### TO DO
**a.** Copy the part of the ripgrep searcher code that opens with the words containing "Reference code for" and closes with "configuring a searcher.".
**b.** Does the ripgrep searcher code agree with each of these statements? Answer yes or no for each, quoting the deciding words. (i) When passthru mode is on, the build function sets both context values to zero. (ii) SearcherBuilder derives Clone and Debug. (iii) The decode builder is configured to alter UTF-8 rather than pass it through.

### PASSAGE
Skip to content

ripgrep crates/searcher/src/searcher/mod.rs: Code Companion

Reference code for the Searcher Core lecture. Sections correspond to the lecture document.


Section 1: The Builder Pattern in Action

/// A builder for configuring a searcher.
///
/// Once a searcher has been built, it is beneficial to reuse that searcher
/// for multiple searches, if possible.
#[derive(Clone, Debug)]
pub struct SearcherBuilder {
    config: Config,
}

impl Default for SearcherBuilder {
    fn default() -> SearcherBuilder {
        SearcherBuilder::new()
    }
}

impl SearcherBuilder {
    /// Create a new searcher builder with a default configuration.
    pub fn new() -> SearcherBuilder {
        SearcherBuilder { config: Config::default() }
    }

    /// Build a searcher with the given matcher.
    pub fn build(&self) -> Searcher {
        let mut config = self.config.clone();
        // Normalize passthru mode: context makes no sense when passing through all lines
        if config.passthru {
            config.before_context = 0;
            config.after_context = 0;
        }

        // Configure the transcoding layer
        let mut decode_builder = DecodeReaderBytesBuilder::new();
        decode_builder
            .encoding(self.config.encoding.as_ref().map(|e| e.0))
            .utf8_passthru(true)  // Pass UTF-8 through unchanged
            .strip_bom(self.config.bom_sniffing)

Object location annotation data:
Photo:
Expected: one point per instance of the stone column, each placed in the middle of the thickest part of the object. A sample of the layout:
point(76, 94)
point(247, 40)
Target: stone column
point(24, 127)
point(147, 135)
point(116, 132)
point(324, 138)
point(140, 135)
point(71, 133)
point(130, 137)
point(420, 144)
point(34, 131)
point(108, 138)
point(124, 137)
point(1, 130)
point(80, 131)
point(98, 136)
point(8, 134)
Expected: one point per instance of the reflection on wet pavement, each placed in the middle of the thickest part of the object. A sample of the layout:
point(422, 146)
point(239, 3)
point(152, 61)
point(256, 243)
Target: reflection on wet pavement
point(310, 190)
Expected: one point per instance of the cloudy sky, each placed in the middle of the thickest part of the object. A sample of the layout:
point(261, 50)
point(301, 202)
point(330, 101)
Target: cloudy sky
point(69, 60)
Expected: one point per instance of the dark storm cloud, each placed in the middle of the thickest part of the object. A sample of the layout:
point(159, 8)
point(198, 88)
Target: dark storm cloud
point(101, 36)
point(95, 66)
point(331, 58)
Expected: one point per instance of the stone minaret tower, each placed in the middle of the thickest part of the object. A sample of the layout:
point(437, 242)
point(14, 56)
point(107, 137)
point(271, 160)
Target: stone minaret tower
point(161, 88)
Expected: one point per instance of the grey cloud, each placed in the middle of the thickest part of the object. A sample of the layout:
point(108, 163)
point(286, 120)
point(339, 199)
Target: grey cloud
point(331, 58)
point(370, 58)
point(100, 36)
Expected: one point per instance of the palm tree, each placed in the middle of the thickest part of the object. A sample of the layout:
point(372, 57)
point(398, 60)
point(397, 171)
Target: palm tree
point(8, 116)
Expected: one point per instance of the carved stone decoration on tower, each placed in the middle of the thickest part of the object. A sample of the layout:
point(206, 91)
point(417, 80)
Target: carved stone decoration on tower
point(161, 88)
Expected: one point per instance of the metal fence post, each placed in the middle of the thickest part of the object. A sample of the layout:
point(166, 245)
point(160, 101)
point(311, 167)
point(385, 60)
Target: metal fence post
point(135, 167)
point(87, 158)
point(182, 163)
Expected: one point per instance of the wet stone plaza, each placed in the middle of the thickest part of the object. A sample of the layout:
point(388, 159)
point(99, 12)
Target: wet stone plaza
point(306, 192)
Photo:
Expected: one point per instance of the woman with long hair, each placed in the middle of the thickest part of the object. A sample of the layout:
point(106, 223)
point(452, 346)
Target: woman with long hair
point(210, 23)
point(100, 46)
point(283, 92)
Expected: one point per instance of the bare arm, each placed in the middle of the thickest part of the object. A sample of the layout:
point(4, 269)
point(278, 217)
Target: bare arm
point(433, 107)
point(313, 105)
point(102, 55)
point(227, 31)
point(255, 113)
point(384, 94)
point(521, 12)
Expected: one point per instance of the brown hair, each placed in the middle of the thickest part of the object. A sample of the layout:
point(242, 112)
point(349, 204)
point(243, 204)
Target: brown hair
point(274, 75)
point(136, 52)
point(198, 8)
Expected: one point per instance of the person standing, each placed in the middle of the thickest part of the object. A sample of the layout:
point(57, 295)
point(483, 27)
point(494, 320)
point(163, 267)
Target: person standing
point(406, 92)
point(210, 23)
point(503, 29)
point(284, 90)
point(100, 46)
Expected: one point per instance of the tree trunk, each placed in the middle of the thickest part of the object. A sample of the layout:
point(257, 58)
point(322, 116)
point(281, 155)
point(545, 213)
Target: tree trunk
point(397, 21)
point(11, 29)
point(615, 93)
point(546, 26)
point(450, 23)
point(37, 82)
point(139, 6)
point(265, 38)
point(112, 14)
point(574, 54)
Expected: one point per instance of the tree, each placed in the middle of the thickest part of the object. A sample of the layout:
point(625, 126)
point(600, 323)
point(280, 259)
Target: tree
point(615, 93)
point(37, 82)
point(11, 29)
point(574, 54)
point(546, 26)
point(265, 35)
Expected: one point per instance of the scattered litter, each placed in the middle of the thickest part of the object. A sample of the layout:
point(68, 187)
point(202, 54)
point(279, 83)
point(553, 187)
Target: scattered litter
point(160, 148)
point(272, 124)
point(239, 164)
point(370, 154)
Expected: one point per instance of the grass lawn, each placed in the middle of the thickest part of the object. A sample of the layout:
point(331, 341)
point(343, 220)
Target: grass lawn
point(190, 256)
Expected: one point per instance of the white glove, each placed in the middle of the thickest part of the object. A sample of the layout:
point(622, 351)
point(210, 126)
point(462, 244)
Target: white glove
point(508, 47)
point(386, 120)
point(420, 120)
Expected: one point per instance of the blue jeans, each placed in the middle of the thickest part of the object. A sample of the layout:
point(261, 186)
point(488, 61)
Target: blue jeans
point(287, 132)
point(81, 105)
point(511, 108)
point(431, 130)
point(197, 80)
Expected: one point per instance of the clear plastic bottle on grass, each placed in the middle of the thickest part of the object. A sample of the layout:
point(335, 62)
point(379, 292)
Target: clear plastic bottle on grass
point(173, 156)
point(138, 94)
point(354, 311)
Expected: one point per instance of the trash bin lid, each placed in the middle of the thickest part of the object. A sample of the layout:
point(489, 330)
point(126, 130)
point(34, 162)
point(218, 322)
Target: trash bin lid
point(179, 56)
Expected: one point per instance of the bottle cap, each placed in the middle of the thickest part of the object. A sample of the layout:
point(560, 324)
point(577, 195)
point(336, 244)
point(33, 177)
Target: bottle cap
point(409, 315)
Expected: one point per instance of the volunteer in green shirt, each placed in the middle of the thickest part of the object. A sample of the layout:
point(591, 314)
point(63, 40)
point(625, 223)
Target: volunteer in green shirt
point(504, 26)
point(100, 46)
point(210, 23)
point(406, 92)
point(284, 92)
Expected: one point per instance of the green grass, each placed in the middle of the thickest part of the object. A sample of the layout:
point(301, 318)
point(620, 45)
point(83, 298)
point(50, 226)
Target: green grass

### TASK-BY-TASK ANSWERS
**a.**
Reference code for the Searcher Core lecture. Sections correspond to the lecture document.


Section 1: The Builder Pattern in Action

/// A builder for configuring a searcher.

**b.**
(i) Yes: "config.before_context = 0;" and "config.after_context = 0;" under "if config.passthru {".
(ii) Yes: "#[derive(Clone, Debug)]".
(iii) No: ".utf8_passthru(true)  // Pass UTF-8 through unchanged".